_Short exercise_: Please rewrite only the part of the data that opens with the line containing "Greenhouse-scouting request: tag the clear" and closes at the end of the data, keeping the requests. Multiply every coordinate in the answers by 1.1 and round each to a whole number, with halves rounded up.

_Material_:
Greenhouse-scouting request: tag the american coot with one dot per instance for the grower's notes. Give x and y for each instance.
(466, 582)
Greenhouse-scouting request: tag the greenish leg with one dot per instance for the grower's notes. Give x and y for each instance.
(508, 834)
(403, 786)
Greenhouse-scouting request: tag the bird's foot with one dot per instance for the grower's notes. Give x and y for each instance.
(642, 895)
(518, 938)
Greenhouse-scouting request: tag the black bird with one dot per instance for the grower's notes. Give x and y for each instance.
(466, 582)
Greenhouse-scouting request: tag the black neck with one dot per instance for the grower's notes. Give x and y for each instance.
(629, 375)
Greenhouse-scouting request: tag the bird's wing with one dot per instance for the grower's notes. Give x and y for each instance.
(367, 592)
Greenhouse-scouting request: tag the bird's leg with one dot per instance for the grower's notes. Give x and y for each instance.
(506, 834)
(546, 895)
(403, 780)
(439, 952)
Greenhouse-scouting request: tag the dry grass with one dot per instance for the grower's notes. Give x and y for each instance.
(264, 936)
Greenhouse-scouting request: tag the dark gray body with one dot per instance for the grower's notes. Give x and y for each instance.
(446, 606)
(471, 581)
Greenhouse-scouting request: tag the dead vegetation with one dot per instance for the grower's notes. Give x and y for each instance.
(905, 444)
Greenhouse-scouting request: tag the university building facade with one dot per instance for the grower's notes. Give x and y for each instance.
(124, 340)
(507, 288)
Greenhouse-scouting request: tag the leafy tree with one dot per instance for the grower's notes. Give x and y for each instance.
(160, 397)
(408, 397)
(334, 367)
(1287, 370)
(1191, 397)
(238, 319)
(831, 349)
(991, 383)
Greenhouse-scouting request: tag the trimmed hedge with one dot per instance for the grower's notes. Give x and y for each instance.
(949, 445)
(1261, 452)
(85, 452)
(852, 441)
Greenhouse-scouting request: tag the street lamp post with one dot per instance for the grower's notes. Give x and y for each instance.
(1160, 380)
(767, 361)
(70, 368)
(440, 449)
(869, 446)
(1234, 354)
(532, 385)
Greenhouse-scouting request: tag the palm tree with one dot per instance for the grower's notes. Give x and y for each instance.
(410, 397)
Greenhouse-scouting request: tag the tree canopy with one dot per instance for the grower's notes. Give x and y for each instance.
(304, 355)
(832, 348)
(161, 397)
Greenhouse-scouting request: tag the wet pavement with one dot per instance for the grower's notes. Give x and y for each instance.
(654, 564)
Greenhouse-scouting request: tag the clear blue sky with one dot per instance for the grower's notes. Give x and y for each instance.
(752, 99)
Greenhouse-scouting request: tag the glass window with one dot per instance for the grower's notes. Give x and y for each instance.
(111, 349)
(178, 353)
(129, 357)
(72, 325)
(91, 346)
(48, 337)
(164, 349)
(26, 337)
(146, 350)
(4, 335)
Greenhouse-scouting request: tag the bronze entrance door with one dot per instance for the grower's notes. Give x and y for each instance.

_Finished answer_:
Greenhouse-scouting request: tag the clear blue sky with one dot per instance for the grower's notes. Give x and y for each instance.
(827, 109)
Greenhouse-scouting request: tag the glass window with one dot per instance for the grower's notes. Give x and y for each instance.
(122, 384)
(196, 388)
(142, 393)
(79, 358)
(100, 381)
(53, 371)
(180, 384)
(29, 371)
(161, 385)
(4, 369)
Greenhouse-scouting request: tag the bronze entrance door with one dot per instance for the grower's notes. Give x and y for each instance.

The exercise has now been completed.